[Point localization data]
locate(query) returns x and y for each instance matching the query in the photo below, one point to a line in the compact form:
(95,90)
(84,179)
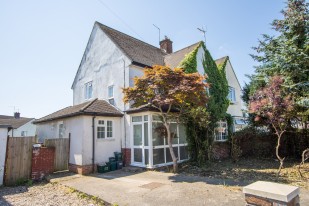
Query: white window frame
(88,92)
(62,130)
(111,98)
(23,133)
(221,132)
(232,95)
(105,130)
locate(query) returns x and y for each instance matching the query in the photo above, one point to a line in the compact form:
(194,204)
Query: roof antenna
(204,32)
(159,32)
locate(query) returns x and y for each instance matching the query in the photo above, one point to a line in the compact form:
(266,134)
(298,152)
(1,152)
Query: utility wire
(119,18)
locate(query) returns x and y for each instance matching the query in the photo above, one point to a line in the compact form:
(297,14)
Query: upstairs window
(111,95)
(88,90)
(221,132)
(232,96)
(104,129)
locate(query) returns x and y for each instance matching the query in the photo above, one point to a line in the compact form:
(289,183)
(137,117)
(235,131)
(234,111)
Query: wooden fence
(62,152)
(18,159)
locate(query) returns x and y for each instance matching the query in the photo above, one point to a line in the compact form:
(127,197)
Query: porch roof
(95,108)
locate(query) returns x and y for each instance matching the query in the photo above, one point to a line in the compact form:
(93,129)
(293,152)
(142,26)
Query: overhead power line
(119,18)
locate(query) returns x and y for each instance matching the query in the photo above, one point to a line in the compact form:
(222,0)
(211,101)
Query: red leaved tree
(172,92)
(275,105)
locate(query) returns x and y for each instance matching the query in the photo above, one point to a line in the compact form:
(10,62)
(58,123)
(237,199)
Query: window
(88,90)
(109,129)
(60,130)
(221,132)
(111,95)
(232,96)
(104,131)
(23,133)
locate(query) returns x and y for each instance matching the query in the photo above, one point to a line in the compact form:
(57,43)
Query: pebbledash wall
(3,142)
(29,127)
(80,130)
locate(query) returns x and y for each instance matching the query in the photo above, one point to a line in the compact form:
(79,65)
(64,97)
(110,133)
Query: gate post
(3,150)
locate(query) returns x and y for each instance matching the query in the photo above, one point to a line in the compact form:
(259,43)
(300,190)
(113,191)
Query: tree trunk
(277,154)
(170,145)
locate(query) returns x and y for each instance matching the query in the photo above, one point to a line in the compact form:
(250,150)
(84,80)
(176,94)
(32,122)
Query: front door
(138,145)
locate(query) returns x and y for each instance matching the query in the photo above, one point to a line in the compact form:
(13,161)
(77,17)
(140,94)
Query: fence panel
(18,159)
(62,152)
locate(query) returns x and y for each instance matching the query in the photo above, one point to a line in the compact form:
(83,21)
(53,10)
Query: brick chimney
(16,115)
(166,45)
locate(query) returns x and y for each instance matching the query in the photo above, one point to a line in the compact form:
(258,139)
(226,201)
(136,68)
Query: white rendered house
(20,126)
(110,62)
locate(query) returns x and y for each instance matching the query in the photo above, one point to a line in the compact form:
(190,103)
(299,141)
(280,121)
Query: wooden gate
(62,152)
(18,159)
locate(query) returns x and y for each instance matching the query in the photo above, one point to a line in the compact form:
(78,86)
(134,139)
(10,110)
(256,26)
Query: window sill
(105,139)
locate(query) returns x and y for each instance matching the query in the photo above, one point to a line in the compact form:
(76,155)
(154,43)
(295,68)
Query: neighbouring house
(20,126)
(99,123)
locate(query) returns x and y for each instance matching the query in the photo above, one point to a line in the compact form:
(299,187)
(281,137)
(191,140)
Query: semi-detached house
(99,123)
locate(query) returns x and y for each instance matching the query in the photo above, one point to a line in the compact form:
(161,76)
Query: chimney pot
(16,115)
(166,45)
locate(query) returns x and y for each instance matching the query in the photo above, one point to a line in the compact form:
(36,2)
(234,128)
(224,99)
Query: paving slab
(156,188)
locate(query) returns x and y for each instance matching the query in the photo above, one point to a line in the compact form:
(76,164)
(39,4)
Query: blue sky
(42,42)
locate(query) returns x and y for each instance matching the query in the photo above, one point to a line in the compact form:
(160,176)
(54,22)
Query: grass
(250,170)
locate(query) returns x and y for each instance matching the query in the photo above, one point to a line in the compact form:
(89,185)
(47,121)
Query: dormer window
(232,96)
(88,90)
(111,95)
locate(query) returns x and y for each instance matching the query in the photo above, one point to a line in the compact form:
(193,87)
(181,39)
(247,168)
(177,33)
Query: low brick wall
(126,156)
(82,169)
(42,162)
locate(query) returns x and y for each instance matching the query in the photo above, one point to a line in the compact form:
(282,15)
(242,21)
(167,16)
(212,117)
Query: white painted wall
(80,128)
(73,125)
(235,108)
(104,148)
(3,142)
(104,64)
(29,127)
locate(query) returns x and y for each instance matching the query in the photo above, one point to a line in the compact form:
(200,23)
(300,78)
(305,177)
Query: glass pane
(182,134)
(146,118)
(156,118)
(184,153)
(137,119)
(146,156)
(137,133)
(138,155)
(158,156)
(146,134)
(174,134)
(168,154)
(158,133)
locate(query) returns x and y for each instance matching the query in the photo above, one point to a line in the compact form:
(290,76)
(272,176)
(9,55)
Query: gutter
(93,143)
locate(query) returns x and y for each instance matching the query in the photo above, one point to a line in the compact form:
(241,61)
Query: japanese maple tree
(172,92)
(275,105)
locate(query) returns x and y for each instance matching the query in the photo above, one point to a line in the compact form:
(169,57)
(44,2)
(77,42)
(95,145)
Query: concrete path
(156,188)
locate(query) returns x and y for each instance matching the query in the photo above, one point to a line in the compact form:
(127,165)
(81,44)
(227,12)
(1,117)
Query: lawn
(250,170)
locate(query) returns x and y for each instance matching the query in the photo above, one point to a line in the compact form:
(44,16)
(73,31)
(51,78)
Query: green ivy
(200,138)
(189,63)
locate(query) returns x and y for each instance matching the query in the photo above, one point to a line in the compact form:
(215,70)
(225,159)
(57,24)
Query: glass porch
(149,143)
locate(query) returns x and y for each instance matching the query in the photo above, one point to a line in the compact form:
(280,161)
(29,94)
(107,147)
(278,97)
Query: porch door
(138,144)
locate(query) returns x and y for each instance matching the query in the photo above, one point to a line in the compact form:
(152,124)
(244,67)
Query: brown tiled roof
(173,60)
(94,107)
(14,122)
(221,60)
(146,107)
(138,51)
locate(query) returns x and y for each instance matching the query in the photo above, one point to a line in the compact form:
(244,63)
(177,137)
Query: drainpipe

*INSTRUCTIONS FOR THE TASK:*
Give the records again exactly, without pictures.

*TASK RESPONSE:*
locate(query) returns x and y for each instance matching the query in the photo below, one point to a line in the compact form:
(95,90)
(84,179)
Query: white window frame
(88,92)
(62,130)
(111,98)
(23,133)
(221,132)
(232,95)
(105,130)
locate(query) returns x and y for each instance matching the query in the photo above, one point to a line in the compact form:
(194,204)
Query: roof antenna
(204,32)
(159,32)
locate(query) returns x and y for each instance matching the query in the photo above, one point to a line in the compact form:
(266,134)
(298,152)
(1,152)
Query: utility wire
(119,18)
locate(query) returns x and y for each instance matching the query in the photo above, one point to a line in the compact form:
(297,14)
Query: upstairs window
(111,95)
(88,90)
(221,132)
(232,96)
(104,129)
locate(query) returns x and y for each instance matching the query in the photo above, one point to a line in the compact form:
(289,183)
(137,117)
(235,131)
(234,111)
Query: wooden fence
(62,152)
(18,159)
locate(query) returns x and y for each instance matching the query in the photo above, one point to a line in the compact form:
(127,197)
Query: porch roof
(95,108)
locate(query) returns x and y for each instance matching the query in the photo above, one point to a line in the compact form:
(93,129)
(293,152)
(142,26)
Query: overhead power line
(119,18)
locate(query) returns x and y for each instance matching the query in the photo above, one point to a line in the compact form:
(222,0)
(211,101)
Query: red leaved tree
(172,92)
(275,105)
locate(query) returns x and y for each instance matching the query in the photo above, one point to a line in the compact form:
(10,62)
(58,123)
(237,199)
Query: window
(88,90)
(109,129)
(60,130)
(221,132)
(111,95)
(232,96)
(104,131)
(23,133)
locate(query) returns x and y for each instance matching the query in the photo above, one point to a line in the compact form:
(57,43)
Query: pebbledash wall
(3,142)
(29,127)
(80,130)
locate(query) returns x and y for each instance matching the query in the photo above, one point to a line in the compact form:
(79,65)
(64,97)
(110,133)
Query: gate post
(3,150)
locate(query) returns x and y for each instance matching the query in the photo above, one point to a line in the compact form:
(259,43)
(300,190)
(113,191)
Query: tree trunk
(277,154)
(170,145)
locate(query) returns x and y for each instance matching the query in the photo above, one point to a line in the compact form:
(250,150)
(84,80)
(176,94)
(32,122)
Query: front door
(138,145)
locate(query) returns x and y for each instance matching the query in the photo above, one point to a line in the compact form:
(13,161)
(77,17)
(140,94)
Query: fence panel
(18,159)
(62,152)
locate(query) returns x and y for each instance matching the query in the photo above, one point to a line in the compact form:
(83,21)
(53,10)
Query: brick chimney
(16,115)
(166,45)
locate(query) returns x and y for each instance matching the query in the photo above, one point to a line in the compact form:
(258,139)
(226,201)
(136,68)
Query: white rendered house
(20,126)
(110,62)
locate(query) returns x and y for each instance matching the query in the photo above, one point to a line in the compact form:
(190,103)
(299,141)
(280,121)
Query: wooden gate
(62,152)
(18,159)
locate(query) returns x and y for each instance matching the query in the photo above, one point to a line in the compact form:
(78,86)
(134,139)
(10,110)
(256,26)
Query: window sill
(105,139)
locate(query) returns x and y for each instance matching the query in the photo above, one point to a line in the compact form:
(76,155)
(154,43)
(295,68)
Query: neighbouring house
(20,126)
(99,123)
locate(query) returns x and y for each instance matching the query in the photo above, one point to a line in the compact form:
(299,187)
(281,137)
(191,140)
Query: semi-detached house
(99,123)
locate(query) returns x and y for each instance matching the query in the photo above, one point to a line in the compact form:
(161,76)
Query: chimney pot
(16,115)
(166,45)
locate(query) returns x and y for each instance matching the query in the photo above, one point to a line in the compact form:
(36,2)
(234,128)
(224,99)
Query: paving slab
(156,188)
locate(query) returns x and y for each instance matching the query in the photo above, one point to a line in the compact form:
(76,164)
(39,4)
Query: blue sky
(42,42)
locate(query) returns x and y for each instance matching the query in the photo above, one point to a line in the compact form:
(160,176)
(54,22)
Query: grass
(250,170)
locate(query) returns x and y for each instance matching the query in the photo above, one point to a line in the compact form:
(89,185)
(47,121)
Query: dormer window
(232,96)
(88,90)
(111,95)
locate(query) returns x and y for each instance matching the query in the photo above, one point to a line in the compact form:
(193,87)
(181,39)
(247,168)
(177,33)
Query: low brick wall
(126,156)
(82,169)
(42,162)
locate(query) returns x and y for each instance matching the query in the photo above, one point to a line in the compact form:
(282,15)
(242,21)
(167,16)
(212,117)
Query: white painted wall
(80,128)
(73,125)
(235,108)
(104,148)
(3,142)
(104,64)
(29,127)
locate(query) returns x and y for each instance matching the query in the photo above, one point to a line in the compact form:
(200,23)
(300,78)
(305,177)
Query: glass pane
(182,134)
(146,118)
(156,118)
(184,153)
(137,119)
(146,156)
(137,133)
(138,155)
(158,156)
(146,134)
(174,134)
(168,154)
(158,133)
locate(query) returns x and y for each instance matching the query in the photo above, one point to a line in the compact form:
(290,76)
(272,176)
(9,55)
Query: gutter
(93,143)
locate(query) returns x and y for each instance matching the query in the photo above, one point to a line in the compact form:
(241,61)
Query: japanese maple tree
(172,92)
(275,105)
locate(query) returns x and y for each instance matching the query in the photo above, one point to a line in the compact form:
(169,57)
(44,2)
(77,42)
(95,145)
Query: concrete path
(156,188)
locate(query) returns x and y for each instance matching the query in the photo above, one point to a line in the compact form:
(127,165)
(81,44)
(227,12)
(1,117)
Query: lawn
(250,170)
locate(query) returns x and y for each instance matching the query in the photo above, one point to a line in the compact form:
(44,16)
(73,31)
(51,78)
Query: green ivy
(200,138)
(189,63)
locate(query) returns x and y for each instance matching the query in the photo above, one point to a line in the compact form:
(215,70)
(225,159)
(57,24)
Query: glass porch
(149,143)
locate(query) returns x and y for each instance matching the query in the photo above, one point to a line in the compact form:
(280,161)
(29,94)
(107,147)
(278,97)
Query: porch door
(138,144)
locate(query) returns x and y for each instance matching the query in the photo above, one point to a line in the compact form:
(152,124)
(244,67)
Query: brown tiled roof
(173,60)
(94,107)
(14,122)
(221,60)
(146,107)
(138,51)
locate(query) returns x and y for each instance matching the query in the photo above, one point to a line in the compact form:
(244,63)
(177,137)
Query: drainpipe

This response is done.